**Required action:** What are the lines from the one with "Target: sidewalk curb" through the end of the records below, written out exactly and without the pictures?

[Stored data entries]
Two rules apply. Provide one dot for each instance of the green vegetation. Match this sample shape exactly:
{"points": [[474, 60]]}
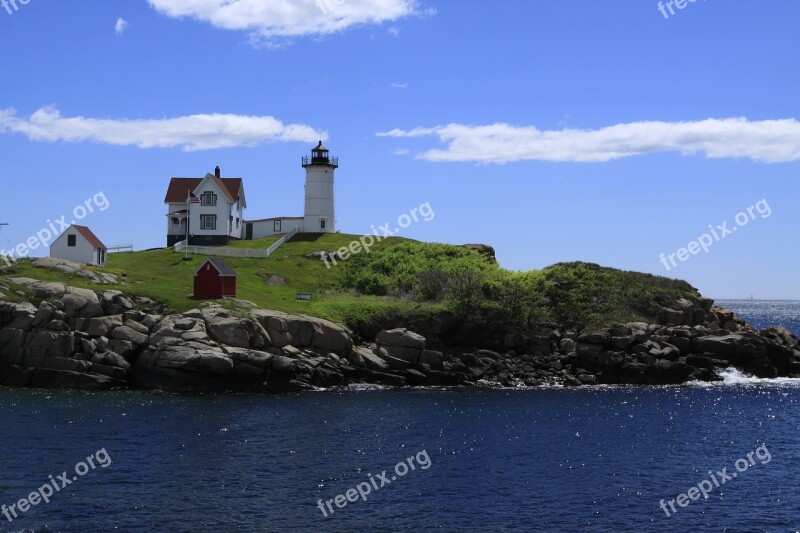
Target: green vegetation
{"points": [[401, 283]]}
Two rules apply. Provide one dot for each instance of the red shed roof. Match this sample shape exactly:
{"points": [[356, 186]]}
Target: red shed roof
{"points": [[179, 188], [89, 236], [224, 269]]}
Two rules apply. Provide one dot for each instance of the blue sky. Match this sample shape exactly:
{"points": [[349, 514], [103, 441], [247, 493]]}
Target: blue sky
{"points": [[554, 131]]}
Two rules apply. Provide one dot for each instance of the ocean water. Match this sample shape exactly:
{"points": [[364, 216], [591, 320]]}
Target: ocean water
{"points": [[588, 459], [763, 313]]}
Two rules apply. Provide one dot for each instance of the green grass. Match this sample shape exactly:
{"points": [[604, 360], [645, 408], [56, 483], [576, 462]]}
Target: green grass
{"points": [[164, 276], [399, 283]]}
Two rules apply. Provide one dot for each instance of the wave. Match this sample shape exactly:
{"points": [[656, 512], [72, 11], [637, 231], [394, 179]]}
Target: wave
{"points": [[734, 377]]}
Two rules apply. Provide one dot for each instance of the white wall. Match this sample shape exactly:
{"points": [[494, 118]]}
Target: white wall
{"points": [[266, 228], [319, 202], [82, 252]]}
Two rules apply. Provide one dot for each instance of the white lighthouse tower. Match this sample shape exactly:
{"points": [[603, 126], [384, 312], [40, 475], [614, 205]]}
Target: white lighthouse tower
{"points": [[319, 216]]}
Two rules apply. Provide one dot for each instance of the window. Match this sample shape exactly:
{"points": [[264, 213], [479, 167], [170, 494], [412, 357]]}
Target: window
{"points": [[208, 221], [208, 198]]}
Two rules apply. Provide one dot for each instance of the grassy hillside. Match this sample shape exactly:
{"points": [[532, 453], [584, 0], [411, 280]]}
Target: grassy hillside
{"points": [[400, 282]]}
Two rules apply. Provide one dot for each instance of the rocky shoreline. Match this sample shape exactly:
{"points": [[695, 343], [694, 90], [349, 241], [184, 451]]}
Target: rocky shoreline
{"points": [[77, 339]]}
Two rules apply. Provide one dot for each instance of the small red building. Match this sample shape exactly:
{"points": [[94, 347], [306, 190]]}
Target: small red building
{"points": [[214, 279]]}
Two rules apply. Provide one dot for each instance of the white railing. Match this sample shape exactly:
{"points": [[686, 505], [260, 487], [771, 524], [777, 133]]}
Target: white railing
{"points": [[120, 249], [234, 252], [294, 231]]}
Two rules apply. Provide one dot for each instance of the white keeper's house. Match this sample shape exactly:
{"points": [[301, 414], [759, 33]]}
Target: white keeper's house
{"points": [[210, 210], [79, 245]]}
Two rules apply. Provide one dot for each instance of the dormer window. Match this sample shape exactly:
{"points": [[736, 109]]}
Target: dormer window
{"points": [[208, 198]]}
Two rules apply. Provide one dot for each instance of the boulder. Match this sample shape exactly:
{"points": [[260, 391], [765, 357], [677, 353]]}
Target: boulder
{"points": [[401, 344], [124, 333]]}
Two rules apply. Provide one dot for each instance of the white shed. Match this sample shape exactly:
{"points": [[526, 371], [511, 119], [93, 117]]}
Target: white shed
{"points": [[80, 245]]}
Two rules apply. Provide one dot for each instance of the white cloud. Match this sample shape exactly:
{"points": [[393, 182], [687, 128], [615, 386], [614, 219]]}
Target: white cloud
{"points": [[194, 132], [120, 26], [768, 141], [271, 20]]}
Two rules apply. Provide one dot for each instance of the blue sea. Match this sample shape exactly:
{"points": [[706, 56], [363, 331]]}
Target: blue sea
{"points": [[588, 459]]}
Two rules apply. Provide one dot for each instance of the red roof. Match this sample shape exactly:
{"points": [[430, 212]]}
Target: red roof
{"points": [[274, 218], [89, 236], [179, 188]]}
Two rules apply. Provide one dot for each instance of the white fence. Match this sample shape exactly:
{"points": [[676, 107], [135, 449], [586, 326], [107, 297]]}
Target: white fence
{"points": [[120, 249], [282, 240], [234, 252]]}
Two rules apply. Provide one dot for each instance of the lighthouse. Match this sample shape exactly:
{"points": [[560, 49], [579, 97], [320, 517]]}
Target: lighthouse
{"points": [[319, 215]]}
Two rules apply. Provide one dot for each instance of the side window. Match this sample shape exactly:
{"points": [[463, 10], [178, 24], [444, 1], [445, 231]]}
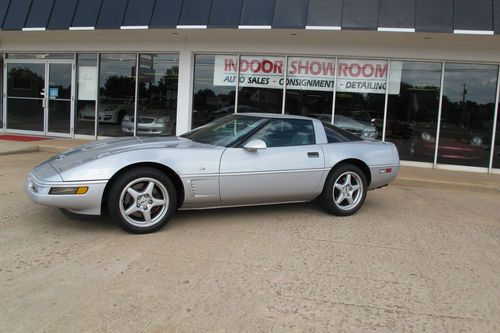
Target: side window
{"points": [[287, 132], [335, 134]]}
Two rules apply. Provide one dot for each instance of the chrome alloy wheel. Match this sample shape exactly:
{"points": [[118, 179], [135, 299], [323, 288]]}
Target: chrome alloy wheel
{"points": [[144, 202], [347, 190]]}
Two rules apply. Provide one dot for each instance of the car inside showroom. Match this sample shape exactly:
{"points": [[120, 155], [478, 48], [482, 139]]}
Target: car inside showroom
{"points": [[421, 74]]}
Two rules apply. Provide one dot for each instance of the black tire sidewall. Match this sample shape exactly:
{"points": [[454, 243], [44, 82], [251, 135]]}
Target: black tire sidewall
{"points": [[326, 198], [122, 181]]}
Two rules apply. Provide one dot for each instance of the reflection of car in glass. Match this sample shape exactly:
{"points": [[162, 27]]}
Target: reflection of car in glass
{"points": [[111, 113], [153, 119], [455, 142], [360, 128], [237, 160], [230, 110]]}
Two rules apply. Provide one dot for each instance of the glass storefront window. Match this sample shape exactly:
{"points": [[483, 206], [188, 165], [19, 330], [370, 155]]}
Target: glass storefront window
{"points": [[25, 91], [1, 99], [116, 92], [412, 112], [261, 84], [66, 56], [157, 107], [496, 146], [469, 95], [360, 100], [214, 87], [310, 85], [86, 94]]}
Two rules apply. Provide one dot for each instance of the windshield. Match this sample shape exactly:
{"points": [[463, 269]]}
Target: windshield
{"points": [[224, 131]]}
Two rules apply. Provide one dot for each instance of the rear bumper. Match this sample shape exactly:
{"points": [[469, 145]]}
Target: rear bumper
{"points": [[381, 176], [89, 203]]}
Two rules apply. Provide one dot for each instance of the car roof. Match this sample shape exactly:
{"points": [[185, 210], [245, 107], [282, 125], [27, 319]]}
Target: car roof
{"points": [[273, 115]]}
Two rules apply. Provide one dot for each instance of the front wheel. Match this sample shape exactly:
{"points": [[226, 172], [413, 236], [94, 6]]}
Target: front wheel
{"points": [[142, 200], [344, 191]]}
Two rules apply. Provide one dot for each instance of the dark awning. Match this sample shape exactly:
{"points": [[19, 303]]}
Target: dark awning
{"points": [[441, 16]]}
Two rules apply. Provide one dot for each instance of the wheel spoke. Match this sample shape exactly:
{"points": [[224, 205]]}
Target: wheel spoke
{"points": [[348, 179], [147, 215], [158, 202], [149, 189], [339, 186], [133, 193], [340, 198], [131, 210]]}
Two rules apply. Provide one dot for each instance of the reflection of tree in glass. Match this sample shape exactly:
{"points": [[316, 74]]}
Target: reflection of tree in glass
{"points": [[116, 86]]}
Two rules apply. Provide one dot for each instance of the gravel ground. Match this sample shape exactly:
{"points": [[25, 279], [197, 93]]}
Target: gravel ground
{"points": [[412, 260]]}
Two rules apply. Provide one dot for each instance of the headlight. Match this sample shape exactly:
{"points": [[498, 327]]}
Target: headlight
{"points": [[427, 137], [476, 141], [369, 134], [68, 190], [162, 120]]}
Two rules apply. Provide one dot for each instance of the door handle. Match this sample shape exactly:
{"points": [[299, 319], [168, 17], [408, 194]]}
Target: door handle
{"points": [[313, 154]]}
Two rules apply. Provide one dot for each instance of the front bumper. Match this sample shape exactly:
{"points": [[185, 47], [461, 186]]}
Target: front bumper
{"points": [[88, 204]]}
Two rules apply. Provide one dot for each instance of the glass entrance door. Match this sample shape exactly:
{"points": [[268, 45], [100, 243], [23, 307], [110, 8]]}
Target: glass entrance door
{"points": [[39, 97], [59, 98], [25, 97]]}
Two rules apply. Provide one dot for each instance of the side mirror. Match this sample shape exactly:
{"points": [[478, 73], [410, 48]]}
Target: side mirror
{"points": [[254, 145]]}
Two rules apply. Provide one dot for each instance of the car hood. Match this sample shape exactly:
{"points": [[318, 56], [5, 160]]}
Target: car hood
{"points": [[101, 149]]}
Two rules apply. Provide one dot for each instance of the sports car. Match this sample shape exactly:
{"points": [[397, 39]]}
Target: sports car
{"points": [[236, 160]]}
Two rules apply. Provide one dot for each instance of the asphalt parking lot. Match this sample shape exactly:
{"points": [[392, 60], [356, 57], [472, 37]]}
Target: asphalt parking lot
{"points": [[413, 259]]}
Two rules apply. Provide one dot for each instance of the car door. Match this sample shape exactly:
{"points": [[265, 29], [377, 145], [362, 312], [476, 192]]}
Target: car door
{"points": [[289, 169]]}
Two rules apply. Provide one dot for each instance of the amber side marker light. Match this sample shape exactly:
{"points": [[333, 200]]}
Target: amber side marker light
{"points": [[68, 190]]}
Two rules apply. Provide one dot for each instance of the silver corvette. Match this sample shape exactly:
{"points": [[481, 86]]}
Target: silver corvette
{"points": [[237, 160]]}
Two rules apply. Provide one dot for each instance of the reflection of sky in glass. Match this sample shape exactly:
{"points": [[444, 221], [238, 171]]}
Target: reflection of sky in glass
{"points": [[116, 65], [479, 80], [421, 74], [160, 63]]}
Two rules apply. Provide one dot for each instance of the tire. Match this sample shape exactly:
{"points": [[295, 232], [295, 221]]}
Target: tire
{"points": [[142, 200], [344, 191]]}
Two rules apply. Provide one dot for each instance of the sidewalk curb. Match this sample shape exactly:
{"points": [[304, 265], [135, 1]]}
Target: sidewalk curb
{"points": [[23, 150], [445, 185]]}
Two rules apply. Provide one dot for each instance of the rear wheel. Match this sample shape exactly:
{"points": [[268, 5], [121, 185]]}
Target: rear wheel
{"points": [[142, 200], [345, 190]]}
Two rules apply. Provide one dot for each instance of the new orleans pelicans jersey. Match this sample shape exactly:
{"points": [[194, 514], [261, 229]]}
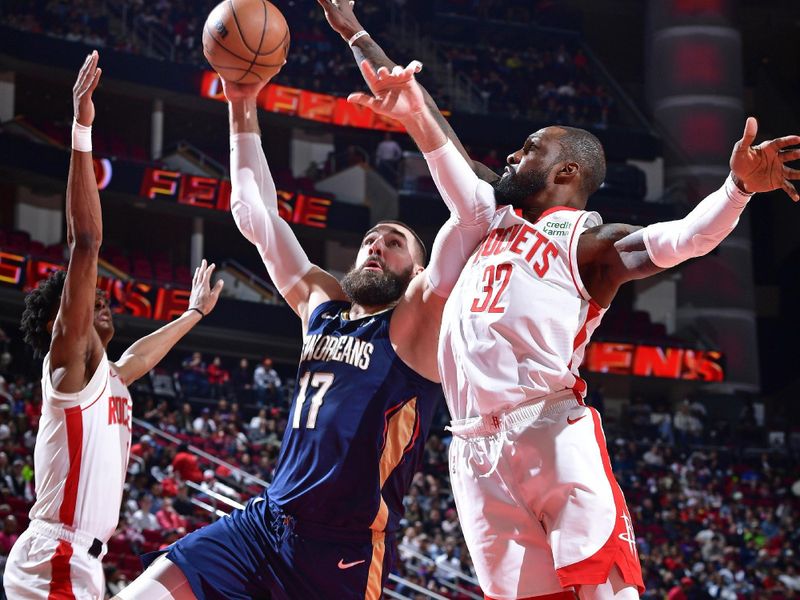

**Response to this task:**
Target: sidewalk curb
{"points": [[23, 150], [445, 185]]}
Two rules apply. Provide one dot for each instance of the rear wheel. Match this sample shape exactly:
{"points": [[268, 5], [121, 185]]}
Target: rear wheel
{"points": [[142, 200], [345, 190]]}
Two rules apply. Provide one dot for each instance of the new orleans pelicans jersey. Match this sample shape exactly:
{"points": [[194, 514], [261, 229]]}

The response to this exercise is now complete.